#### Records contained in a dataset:
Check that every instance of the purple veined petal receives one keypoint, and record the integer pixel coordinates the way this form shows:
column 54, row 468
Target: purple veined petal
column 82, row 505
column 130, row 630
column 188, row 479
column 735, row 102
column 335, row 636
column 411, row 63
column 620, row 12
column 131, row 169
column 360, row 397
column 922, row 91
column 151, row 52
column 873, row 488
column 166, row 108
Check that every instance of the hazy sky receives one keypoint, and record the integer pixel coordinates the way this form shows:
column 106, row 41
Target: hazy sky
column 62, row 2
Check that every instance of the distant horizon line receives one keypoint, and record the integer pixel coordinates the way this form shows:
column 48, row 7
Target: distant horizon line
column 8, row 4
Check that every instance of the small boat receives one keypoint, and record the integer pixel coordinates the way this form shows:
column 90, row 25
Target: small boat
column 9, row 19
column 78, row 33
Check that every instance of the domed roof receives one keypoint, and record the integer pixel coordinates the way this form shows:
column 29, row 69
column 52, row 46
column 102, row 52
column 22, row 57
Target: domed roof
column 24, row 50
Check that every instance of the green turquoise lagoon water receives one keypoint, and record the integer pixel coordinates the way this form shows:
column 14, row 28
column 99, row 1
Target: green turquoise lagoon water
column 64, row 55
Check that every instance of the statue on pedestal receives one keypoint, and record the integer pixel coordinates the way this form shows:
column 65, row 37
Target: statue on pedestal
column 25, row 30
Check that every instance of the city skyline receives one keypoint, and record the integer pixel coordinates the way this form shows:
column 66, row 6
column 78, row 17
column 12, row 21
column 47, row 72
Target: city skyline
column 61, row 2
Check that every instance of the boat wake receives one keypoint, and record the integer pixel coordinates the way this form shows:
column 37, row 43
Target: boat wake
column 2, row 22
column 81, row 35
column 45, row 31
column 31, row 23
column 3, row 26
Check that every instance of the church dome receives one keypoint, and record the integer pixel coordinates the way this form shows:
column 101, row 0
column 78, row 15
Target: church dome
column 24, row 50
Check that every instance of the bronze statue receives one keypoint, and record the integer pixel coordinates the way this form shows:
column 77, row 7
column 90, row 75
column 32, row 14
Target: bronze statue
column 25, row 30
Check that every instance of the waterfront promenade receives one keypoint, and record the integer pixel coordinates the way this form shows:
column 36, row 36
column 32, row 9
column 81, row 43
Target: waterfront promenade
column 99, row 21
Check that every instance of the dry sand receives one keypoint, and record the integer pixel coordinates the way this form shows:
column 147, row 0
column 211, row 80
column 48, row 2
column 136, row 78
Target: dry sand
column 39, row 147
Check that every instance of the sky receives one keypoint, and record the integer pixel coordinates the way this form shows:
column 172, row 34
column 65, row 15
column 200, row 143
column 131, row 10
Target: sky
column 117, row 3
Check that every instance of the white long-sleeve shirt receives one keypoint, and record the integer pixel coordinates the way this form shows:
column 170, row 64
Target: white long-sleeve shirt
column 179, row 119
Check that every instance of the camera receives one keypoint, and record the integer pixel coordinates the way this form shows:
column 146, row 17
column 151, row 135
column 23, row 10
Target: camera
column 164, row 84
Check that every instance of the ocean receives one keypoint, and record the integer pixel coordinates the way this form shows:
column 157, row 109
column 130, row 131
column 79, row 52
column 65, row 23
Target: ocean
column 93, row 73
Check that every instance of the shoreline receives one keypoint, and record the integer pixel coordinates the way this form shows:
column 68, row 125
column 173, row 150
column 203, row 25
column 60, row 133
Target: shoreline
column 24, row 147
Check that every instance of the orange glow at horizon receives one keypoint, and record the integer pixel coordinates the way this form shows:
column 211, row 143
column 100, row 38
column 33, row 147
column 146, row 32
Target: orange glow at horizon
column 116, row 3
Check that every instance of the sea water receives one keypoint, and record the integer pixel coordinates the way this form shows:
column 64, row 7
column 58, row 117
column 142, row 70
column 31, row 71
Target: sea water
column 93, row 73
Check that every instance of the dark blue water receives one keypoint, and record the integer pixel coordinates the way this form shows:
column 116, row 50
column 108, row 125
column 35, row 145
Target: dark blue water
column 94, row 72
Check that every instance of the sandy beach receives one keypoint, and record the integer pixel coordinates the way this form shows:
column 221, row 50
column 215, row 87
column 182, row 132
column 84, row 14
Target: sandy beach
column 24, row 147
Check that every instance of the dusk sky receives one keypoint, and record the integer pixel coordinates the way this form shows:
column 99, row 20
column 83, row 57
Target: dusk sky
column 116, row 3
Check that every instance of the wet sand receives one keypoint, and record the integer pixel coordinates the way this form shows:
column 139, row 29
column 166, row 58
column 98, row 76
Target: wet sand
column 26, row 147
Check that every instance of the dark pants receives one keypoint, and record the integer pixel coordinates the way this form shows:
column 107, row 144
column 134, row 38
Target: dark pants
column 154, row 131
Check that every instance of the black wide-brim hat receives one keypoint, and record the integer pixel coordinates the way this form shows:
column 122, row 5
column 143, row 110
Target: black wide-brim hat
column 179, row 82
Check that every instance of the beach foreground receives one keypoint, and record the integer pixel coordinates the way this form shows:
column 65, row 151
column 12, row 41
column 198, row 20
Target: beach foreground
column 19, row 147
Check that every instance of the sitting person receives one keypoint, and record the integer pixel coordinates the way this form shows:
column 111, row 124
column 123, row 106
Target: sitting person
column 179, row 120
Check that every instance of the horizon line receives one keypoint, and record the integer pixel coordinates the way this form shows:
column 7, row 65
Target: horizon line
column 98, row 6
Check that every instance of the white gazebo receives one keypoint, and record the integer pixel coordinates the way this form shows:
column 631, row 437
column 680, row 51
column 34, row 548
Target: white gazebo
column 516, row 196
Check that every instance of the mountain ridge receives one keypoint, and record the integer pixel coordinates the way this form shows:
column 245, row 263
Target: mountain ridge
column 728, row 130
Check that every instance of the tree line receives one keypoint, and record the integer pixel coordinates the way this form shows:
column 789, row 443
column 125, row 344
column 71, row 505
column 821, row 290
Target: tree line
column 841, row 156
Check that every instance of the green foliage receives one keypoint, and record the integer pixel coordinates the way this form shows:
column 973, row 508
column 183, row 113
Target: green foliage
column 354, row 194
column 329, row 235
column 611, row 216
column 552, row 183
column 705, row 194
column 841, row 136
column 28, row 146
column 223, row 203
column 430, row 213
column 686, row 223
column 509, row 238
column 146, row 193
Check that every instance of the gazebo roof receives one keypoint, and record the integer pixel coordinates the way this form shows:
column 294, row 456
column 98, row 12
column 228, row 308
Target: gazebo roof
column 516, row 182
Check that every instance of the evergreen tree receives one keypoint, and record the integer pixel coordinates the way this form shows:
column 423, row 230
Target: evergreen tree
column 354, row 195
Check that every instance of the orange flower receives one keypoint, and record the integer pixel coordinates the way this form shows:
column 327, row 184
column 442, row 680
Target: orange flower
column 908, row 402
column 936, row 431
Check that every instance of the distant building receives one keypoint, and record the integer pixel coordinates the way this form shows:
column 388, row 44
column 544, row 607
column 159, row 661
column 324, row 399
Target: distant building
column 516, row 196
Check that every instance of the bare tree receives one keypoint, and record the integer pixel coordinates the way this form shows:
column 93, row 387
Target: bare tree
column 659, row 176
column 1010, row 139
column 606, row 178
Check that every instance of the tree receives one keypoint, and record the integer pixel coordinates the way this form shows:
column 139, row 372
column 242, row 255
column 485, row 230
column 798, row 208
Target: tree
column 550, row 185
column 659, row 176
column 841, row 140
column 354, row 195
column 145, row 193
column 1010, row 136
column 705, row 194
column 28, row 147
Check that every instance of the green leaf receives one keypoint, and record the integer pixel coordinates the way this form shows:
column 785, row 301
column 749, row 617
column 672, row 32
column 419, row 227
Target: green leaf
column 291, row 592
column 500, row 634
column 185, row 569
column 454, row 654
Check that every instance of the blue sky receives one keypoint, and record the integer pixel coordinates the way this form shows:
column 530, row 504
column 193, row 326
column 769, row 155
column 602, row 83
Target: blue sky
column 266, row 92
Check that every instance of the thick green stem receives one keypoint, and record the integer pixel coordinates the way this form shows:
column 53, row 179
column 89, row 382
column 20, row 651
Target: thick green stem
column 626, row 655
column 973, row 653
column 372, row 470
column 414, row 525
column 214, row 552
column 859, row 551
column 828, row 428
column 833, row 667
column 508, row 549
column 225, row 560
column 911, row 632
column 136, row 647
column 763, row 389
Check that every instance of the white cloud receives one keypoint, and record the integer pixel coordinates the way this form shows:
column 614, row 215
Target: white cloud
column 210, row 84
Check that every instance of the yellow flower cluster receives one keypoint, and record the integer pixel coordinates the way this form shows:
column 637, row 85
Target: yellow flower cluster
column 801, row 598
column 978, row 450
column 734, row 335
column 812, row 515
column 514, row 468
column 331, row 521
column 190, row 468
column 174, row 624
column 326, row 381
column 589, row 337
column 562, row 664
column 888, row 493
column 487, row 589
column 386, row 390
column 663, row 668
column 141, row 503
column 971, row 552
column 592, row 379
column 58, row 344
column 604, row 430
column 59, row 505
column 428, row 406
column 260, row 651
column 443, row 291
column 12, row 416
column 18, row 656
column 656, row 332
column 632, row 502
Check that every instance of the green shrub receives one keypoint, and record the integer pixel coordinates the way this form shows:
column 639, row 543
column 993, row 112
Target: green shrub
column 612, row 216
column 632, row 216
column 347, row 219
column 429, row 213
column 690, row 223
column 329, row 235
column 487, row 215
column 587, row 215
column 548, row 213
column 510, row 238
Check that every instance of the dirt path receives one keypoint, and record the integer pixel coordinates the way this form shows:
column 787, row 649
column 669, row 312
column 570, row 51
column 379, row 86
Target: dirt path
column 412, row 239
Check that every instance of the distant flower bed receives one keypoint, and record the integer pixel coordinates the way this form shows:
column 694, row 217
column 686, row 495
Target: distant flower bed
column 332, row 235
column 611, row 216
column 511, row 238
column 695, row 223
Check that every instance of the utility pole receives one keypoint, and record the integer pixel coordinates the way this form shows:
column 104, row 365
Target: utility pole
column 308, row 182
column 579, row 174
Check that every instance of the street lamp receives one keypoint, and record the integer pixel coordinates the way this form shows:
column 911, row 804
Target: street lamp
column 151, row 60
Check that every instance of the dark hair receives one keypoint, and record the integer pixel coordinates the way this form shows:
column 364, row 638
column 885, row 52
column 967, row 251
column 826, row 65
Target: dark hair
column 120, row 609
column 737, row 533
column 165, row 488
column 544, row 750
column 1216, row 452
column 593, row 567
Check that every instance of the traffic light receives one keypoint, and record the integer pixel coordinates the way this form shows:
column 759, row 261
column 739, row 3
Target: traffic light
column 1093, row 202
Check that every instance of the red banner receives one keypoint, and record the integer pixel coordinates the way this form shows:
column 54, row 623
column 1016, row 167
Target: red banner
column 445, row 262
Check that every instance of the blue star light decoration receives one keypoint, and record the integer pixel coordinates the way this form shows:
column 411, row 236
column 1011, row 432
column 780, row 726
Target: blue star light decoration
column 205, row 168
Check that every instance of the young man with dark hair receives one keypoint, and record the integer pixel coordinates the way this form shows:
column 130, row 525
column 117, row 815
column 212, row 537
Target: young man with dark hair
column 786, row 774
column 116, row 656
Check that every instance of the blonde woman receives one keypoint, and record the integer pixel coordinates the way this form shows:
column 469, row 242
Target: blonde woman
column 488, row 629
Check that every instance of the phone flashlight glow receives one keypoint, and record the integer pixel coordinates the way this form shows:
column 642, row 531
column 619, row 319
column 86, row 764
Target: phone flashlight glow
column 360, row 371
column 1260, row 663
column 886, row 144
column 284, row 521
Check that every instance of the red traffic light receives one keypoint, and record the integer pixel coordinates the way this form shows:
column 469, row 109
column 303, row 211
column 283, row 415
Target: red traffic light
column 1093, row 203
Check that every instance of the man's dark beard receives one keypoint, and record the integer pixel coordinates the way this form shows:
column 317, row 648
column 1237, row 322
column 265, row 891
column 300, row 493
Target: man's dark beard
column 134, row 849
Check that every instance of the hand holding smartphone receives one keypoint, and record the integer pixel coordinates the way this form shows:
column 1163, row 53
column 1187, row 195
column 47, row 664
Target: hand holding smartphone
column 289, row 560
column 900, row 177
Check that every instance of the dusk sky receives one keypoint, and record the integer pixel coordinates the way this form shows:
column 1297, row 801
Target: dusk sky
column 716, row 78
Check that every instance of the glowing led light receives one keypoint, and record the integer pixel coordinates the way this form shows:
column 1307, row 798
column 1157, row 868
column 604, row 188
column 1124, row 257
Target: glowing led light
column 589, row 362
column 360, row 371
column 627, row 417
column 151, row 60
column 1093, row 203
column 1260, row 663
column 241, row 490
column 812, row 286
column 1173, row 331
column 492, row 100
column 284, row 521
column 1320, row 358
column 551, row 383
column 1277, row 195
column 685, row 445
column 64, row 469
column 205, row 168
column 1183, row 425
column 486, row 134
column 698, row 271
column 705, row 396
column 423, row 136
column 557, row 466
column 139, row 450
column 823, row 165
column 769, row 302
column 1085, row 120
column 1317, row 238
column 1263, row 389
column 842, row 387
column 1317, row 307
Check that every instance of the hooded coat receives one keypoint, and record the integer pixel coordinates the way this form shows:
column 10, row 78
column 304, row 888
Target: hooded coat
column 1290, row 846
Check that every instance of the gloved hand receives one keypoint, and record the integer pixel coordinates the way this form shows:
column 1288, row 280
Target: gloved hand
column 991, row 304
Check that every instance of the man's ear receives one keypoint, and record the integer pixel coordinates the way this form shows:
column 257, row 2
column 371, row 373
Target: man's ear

#### WORK TO BE COMPLETED:
Take the entries above and return only the lines from the one with "column 419, row 227" to the one with "column 639, row 543", both included, unchanged.

#### REPLY TO THE TASK:
column 419, row 227
Target: green leaf
column 291, row 592
column 500, row 634
column 185, row 569
column 454, row 654
Check that every instance of the blue sky receives one keypoint, and record the integer pixel coordinates the way this form shows:
column 530, row 504
column 193, row 326
column 769, row 155
column 602, row 83
Target: blue sky
column 266, row 92
Check that every instance of the thick green stem receives one keypoint, and record the integer pixel coordinates the way this form shows:
column 53, row 179
column 89, row 382
column 20, row 651
Target: thick green stem
column 626, row 655
column 973, row 653
column 372, row 470
column 414, row 525
column 214, row 552
column 859, row 551
column 828, row 428
column 833, row 667
column 508, row 549
column 225, row 560
column 911, row 632
column 136, row 647
column 763, row 389
Check that every instance of the white cloud receives one keypoint, and record the integer pixel coordinates the way this form shows:
column 614, row 215
Target: white cloud
column 210, row 84
Check that every instance of the yellow flower cluster receives one keypoint, and record the integer pixel coordinates the way this form shows:
column 637, row 85
Target: yellow flower cluster
column 801, row 598
column 978, row 450
column 734, row 335
column 812, row 515
column 514, row 468
column 331, row 521
column 190, row 468
column 174, row 624
column 326, row 381
column 589, row 337
column 562, row 664
column 888, row 493
column 487, row 589
column 386, row 390
column 663, row 668
column 141, row 503
column 971, row 552
column 592, row 379
column 58, row 344
column 604, row 430
column 59, row 505
column 428, row 406
column 260, row 651
column 443, row 291
column 12, row 416
column 18, row 656
column 656, row 332
column 632, row 502
Check that every instance of the green shrub receives one keypoint, and record the integer pixel coordinates the way this form shows:
column 639, row 543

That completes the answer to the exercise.